给定文本:
──────
集合专练?????逆天!!!!!!!
T1 卷
逆天!!!!!!!!!!!!!!!!!!!!又没看懂题。独立集指集合里的每个点不相连呜呜呜呜呜,我还以为是剩下的点互不相连,直接寄掉。
式子好推,就不推了,咕。
#include <iostream>
#include <cstdio>
#include <cmath>
#include <algorithm>
#include <cstring>
#include <vector>
#define mod 1000000007
using namespace std;
long long n, w[5211314 >> 3], beg;
long long cnt, head[5211314 >> 3], nex[5211314 >> 3], to[5211314 >> 3];
long double comp = 1, val[5211314 >> 3], dp_log[5211314 >> 3][2];
long long dp[5211314 >> 3][2];
inline void AddPoi(int v1, int v2) {
cnt ++;
nex[cnt] = head[v1];
head[v1] = cnt;
to[cnt] = v2;
return;
}
void DFS(int fa, int now) {
dp_log[now][1] = val[now];
dp[now][1] = w[now];
for (int i = head[now]; i != 0; i = nex[i]) {
if (to[i] != fa) {
DFS(now, to[i]);
if (dp_log[to[i]][0] > dp_log[to[i]][1]) {
dp_log[now][0] += dp_log[to[i]][0];
dp[now][0] = dp[now][0] * dp[to[i]][0] % mod;
}
else {
dp_log[now][0] += dp_log[to[i]][1];
dp[now][0] = dp[now][0] * dp[to[i]][1] % mod;
}
dp_log[now][1] += dp_log[to[i]][0];
dp[now][1] = dp[now][1] * dp[to[i]][0] % mod;
}
}
//dp式子好推,就不多BB了
return;
}
int main() {
cin >> n;
for (int i = 1; i <= n; ++ i) {
dp[i][0] = 1;
}
for (long long i = 1; i <= n; ++ i) {
cin >> w[i];
val[i] = log(w[i]);
//一定要记住啊啊啊啊啊啊啊啊,乘法就转换成log的加
}
for (long long i = 1; i <= n - 1; ++ i) {
long long u, v;
cin >> u >> v;
AddPoi(u, v), AddPoi(v, u);
}
DFS(1, 1);
//记得判断QAQ
if (dp_log[1][0] > dp_log[1][1]) {
cout << dp[1][0] << endl;
}
else {
cout << dp[1][1] << endl;
}
return 0;
}
T2 简单题
确实够简单奥。。。。。
──────
问题陈述:
在给定文本中,作者最初把“独立集”误解成了什么?
──────
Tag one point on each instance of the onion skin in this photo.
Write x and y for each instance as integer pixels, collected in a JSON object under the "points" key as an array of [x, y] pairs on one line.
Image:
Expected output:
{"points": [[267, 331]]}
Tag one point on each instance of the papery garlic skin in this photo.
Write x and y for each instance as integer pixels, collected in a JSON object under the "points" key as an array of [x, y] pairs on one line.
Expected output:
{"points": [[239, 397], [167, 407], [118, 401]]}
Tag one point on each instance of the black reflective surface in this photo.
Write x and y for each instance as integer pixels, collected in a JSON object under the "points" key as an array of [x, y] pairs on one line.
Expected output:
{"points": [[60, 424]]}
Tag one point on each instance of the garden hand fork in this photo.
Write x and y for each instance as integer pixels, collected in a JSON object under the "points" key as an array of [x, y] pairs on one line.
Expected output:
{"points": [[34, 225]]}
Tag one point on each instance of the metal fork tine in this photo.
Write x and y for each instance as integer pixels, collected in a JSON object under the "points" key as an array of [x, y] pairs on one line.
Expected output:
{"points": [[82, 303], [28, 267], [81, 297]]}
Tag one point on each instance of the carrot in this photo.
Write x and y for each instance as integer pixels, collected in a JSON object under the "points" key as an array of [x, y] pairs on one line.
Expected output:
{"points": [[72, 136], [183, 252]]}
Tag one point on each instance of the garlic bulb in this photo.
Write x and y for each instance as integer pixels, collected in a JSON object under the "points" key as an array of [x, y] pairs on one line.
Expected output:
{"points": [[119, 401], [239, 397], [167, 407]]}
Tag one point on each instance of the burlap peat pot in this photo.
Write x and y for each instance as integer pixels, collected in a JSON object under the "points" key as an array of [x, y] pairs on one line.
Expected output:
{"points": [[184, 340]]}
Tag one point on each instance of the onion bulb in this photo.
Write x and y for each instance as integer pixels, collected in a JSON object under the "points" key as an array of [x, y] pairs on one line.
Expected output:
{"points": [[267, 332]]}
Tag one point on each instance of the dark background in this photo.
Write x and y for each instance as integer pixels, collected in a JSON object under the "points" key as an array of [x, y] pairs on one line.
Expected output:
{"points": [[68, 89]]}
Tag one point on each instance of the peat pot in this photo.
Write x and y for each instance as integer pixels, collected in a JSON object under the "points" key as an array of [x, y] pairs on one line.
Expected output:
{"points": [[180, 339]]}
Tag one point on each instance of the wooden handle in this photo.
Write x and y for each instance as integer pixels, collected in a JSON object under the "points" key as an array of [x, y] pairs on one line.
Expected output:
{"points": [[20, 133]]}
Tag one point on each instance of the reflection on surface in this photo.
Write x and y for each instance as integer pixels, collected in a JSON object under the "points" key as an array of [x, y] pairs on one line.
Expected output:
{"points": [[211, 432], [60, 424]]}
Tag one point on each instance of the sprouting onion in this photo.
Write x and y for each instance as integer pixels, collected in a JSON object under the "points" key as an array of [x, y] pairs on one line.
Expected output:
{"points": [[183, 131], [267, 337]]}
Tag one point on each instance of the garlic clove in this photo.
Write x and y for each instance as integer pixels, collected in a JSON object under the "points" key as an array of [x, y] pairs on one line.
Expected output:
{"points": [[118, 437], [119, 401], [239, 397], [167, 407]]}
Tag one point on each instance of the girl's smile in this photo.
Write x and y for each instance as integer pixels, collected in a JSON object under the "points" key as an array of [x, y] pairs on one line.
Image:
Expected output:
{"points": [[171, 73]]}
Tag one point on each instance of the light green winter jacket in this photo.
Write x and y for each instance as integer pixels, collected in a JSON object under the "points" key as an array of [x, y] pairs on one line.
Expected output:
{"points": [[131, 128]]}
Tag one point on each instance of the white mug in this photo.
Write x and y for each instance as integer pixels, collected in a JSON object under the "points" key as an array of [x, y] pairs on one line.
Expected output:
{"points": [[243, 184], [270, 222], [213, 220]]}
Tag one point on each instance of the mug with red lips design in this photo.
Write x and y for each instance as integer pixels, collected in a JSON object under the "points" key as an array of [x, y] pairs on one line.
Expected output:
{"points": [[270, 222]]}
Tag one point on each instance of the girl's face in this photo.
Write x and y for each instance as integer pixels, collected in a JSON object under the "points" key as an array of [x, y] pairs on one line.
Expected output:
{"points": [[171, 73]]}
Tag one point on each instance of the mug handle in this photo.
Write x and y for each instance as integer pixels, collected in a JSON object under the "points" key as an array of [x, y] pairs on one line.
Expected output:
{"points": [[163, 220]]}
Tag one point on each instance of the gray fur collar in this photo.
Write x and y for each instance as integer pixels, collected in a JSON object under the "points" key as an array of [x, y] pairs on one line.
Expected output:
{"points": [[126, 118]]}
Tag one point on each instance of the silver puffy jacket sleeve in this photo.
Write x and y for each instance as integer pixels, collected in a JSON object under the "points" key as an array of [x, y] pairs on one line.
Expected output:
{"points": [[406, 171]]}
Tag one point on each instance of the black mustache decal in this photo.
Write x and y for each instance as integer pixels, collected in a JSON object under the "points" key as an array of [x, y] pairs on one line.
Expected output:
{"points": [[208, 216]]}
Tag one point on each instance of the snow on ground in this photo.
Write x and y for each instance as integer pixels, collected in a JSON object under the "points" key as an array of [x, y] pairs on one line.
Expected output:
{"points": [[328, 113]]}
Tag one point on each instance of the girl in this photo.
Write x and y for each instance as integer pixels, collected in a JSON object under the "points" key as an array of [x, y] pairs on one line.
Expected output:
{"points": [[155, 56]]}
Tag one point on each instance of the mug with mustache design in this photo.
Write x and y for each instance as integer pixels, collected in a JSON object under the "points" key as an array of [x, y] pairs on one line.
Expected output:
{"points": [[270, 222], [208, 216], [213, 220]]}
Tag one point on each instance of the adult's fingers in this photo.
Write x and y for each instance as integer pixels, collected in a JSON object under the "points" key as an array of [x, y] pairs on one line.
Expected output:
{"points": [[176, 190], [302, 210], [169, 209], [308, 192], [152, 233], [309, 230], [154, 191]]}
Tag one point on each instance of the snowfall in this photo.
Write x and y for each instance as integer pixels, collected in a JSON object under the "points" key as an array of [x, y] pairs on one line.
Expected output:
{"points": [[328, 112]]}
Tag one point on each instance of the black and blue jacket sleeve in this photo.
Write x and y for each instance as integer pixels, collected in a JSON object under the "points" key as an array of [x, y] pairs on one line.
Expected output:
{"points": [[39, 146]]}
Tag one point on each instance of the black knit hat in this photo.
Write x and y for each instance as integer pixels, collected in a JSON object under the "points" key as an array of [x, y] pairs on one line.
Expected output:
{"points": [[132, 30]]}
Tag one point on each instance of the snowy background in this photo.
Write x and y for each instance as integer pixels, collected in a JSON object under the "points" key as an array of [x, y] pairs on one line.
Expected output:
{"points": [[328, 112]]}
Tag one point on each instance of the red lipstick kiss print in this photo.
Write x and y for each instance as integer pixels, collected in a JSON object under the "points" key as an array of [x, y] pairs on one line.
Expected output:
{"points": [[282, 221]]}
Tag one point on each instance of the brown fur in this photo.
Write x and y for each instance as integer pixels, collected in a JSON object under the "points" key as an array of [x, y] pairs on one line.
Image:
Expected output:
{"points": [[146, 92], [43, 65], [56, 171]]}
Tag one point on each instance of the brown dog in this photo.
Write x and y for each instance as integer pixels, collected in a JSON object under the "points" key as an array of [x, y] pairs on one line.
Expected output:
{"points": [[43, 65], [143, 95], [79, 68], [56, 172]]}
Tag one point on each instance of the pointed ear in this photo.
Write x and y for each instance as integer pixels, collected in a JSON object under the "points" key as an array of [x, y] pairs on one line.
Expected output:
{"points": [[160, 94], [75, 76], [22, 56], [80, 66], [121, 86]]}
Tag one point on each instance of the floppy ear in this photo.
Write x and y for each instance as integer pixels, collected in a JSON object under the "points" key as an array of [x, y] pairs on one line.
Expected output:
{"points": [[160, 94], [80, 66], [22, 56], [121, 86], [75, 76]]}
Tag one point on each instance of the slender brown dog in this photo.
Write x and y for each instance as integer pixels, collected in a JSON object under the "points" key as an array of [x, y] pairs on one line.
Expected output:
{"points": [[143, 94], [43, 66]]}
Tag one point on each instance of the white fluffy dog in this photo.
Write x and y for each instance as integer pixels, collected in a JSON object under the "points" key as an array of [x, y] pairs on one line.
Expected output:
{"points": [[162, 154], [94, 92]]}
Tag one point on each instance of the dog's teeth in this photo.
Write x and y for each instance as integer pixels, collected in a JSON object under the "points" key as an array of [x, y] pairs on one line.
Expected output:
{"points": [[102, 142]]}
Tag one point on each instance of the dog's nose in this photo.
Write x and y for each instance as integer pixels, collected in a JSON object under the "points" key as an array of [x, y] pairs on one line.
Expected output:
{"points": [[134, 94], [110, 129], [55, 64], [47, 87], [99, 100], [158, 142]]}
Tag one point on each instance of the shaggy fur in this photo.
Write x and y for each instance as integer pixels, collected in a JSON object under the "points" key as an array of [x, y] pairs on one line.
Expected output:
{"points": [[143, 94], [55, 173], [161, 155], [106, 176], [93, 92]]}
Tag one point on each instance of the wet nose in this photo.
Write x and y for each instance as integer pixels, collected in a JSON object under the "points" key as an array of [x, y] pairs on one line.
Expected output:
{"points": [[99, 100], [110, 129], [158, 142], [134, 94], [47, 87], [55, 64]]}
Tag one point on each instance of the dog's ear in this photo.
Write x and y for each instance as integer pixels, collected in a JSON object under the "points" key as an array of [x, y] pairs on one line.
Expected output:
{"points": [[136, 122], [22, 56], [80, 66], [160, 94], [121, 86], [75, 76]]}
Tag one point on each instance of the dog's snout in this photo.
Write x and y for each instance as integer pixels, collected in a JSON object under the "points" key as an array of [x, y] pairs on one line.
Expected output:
──────
书面解答:
作者误以为独立集是剩下的点互不相连。